— What this task involves —
Gather every line in the listing below that contains the string "chancel" and copy each one in full. Treat uppercase and lowercase letters as different.
#### The input
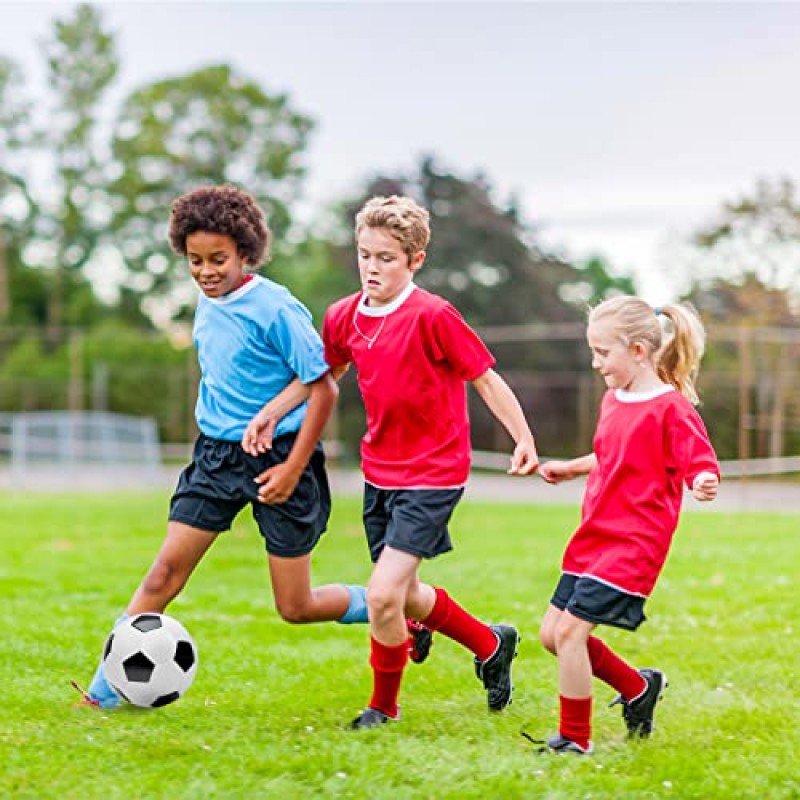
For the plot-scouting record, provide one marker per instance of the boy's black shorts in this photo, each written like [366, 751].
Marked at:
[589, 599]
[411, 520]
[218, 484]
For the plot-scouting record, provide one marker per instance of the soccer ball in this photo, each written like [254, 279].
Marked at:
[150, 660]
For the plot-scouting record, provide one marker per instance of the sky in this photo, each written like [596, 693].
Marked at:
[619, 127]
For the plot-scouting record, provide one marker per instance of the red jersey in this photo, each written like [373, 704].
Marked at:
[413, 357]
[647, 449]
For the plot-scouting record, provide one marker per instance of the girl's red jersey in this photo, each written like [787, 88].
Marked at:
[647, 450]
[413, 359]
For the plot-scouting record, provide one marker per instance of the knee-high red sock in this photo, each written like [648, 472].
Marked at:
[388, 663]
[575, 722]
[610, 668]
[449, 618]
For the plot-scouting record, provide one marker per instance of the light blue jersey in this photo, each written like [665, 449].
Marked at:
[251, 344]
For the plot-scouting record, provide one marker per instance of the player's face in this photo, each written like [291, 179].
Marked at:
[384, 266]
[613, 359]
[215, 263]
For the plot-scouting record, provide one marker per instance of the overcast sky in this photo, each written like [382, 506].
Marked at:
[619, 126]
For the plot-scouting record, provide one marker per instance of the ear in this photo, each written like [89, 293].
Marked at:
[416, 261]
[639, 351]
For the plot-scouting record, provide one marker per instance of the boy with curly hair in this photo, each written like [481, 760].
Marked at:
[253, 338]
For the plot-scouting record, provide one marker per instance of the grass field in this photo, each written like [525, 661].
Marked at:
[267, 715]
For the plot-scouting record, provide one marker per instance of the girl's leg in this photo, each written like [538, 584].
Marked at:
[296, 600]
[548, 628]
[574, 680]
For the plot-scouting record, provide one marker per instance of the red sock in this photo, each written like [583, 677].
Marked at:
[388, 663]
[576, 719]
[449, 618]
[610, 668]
########
#### The input
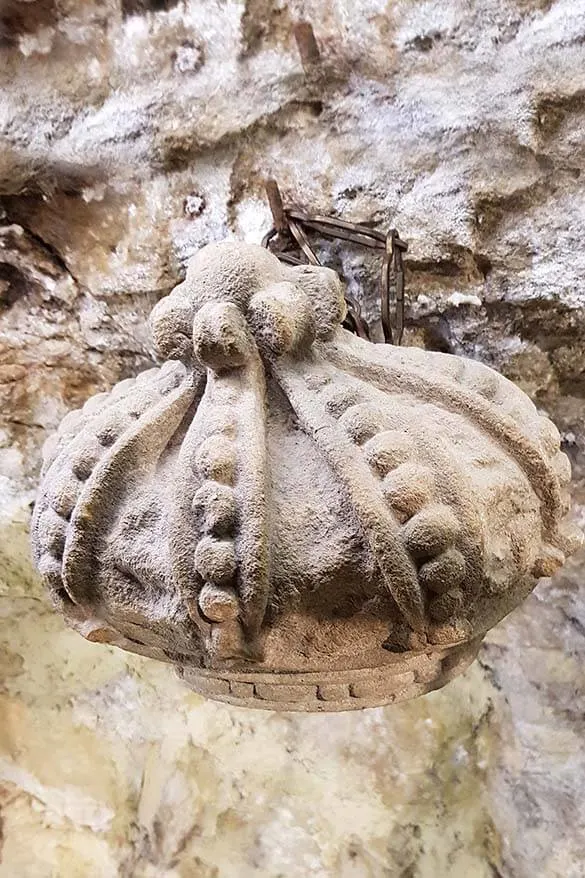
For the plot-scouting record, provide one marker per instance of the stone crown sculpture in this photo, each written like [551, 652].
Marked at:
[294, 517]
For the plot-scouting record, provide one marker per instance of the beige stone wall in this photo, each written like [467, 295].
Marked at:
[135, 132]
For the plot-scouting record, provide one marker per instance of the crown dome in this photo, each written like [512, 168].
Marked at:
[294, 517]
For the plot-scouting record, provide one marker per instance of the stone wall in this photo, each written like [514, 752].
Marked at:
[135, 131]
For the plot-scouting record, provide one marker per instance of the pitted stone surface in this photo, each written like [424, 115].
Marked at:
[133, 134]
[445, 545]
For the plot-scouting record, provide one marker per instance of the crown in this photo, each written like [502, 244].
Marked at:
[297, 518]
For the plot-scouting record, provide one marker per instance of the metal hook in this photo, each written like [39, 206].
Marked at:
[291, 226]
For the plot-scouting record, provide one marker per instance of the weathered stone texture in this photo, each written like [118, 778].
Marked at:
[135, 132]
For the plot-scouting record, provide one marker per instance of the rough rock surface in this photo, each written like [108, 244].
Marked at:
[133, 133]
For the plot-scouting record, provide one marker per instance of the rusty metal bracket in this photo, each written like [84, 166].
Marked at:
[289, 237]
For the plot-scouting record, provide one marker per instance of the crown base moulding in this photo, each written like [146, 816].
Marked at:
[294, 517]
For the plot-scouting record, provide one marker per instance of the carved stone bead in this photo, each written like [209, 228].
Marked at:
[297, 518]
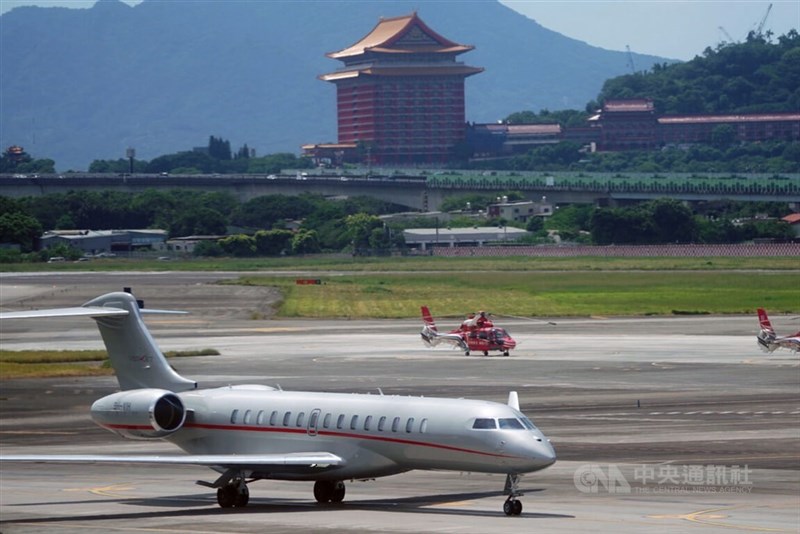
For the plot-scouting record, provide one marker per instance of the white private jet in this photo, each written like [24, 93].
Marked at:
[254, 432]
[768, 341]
########
#### The input
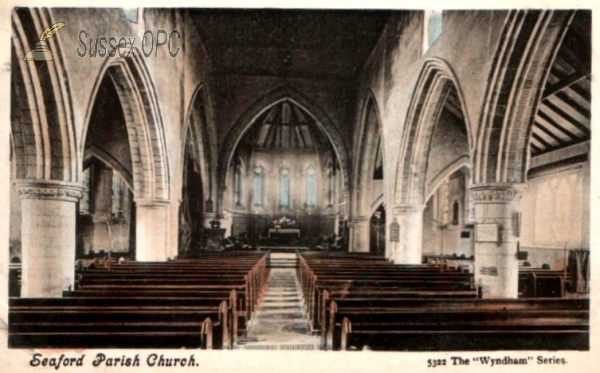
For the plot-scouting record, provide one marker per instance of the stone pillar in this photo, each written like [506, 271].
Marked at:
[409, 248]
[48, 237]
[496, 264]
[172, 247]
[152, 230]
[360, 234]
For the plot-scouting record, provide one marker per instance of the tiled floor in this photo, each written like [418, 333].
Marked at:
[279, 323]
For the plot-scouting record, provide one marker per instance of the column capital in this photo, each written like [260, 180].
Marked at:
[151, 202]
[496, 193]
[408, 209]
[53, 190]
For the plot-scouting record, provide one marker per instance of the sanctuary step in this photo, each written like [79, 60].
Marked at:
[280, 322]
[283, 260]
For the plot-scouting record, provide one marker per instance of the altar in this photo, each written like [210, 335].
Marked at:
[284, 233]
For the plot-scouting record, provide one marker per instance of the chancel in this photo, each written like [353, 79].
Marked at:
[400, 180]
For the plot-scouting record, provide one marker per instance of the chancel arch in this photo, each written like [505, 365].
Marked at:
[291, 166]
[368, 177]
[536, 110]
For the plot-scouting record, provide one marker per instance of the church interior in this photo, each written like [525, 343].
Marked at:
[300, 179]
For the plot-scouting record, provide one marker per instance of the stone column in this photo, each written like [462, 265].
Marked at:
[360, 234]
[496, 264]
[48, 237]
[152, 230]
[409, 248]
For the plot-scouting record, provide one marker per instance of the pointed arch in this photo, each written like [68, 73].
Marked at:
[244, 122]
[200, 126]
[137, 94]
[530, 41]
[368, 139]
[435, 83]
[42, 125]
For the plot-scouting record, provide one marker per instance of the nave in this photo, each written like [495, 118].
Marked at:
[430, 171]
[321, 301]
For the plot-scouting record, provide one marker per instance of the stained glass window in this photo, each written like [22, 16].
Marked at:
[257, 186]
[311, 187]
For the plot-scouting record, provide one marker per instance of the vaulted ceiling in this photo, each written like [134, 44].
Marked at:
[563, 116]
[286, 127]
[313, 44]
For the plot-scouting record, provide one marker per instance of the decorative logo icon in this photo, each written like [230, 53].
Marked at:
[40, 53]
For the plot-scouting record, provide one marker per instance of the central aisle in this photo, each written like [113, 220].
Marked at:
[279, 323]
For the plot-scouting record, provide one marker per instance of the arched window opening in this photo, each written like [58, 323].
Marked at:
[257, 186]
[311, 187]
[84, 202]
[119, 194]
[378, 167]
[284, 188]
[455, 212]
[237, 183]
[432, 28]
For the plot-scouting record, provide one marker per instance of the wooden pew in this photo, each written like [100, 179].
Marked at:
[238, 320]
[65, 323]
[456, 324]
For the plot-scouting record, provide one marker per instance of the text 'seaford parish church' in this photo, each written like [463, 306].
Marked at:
########
— Solution to this task —
For the plot-scouting record, provide one marker per instance of the chancel in this photo, each written like [353, 79].
For the plot-scouting record, provide one marker per instance of the chancel arch in this photo, each written like [505, 365].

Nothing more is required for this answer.